Location identification items:
_ _ _ _ _
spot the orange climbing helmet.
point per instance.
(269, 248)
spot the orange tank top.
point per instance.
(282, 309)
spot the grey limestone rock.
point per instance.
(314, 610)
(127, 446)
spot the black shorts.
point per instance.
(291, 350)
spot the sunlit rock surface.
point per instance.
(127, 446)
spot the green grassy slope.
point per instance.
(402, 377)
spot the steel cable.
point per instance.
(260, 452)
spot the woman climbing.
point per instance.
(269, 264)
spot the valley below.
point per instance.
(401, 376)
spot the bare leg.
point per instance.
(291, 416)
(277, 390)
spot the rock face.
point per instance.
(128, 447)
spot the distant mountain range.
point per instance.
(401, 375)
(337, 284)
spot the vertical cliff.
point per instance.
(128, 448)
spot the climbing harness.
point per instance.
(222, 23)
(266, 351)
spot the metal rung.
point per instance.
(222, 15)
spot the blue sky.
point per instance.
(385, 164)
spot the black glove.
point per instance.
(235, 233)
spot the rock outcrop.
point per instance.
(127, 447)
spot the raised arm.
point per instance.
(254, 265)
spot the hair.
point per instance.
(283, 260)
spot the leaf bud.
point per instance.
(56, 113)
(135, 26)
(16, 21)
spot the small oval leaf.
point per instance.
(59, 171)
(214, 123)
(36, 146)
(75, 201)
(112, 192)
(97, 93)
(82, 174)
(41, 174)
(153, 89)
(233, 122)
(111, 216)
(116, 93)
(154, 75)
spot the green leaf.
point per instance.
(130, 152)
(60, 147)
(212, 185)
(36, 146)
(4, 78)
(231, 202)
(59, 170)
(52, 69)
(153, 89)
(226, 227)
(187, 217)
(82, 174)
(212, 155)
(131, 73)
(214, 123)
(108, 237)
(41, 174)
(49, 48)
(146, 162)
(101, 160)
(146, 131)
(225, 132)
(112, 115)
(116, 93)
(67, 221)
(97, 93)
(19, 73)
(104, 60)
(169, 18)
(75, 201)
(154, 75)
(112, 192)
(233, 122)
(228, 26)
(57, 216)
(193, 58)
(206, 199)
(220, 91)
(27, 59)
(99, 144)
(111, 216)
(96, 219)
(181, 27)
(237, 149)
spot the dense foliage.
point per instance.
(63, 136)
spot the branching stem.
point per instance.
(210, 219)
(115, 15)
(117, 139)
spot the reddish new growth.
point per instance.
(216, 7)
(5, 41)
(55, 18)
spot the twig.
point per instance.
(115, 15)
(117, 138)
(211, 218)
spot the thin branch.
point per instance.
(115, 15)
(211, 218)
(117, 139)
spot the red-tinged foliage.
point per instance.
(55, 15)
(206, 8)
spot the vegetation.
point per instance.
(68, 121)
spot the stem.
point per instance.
_ _ _ _ _
**WRITTEN EXERCISE:**
Rewrite the lines from the one containing "spot the branching stem." through the end of the records, changing "spot" to "locate" and leaving everything else unchanged.

**CORRECT RESPONSE:**
locate the branching stem.
point per instance.
(210, 219)
(115, 15)
(117, 139)
locate the reddish new growth.
point per instance.
(216, 7)
(5, 41)
(55, 18)
locate the twig.
point per instance.
(115, 15)
(117, 138)
(211, 218)
locate the thin branch.
point per instance.
(115, 15)
(211, 218)
(117, 139)
locate the red-tinged foliage.
point per instance.
(55, 15)
(206, 8)
locate the vegetation.
point per instance.
(68, 121)
locate the stem.
point per instance.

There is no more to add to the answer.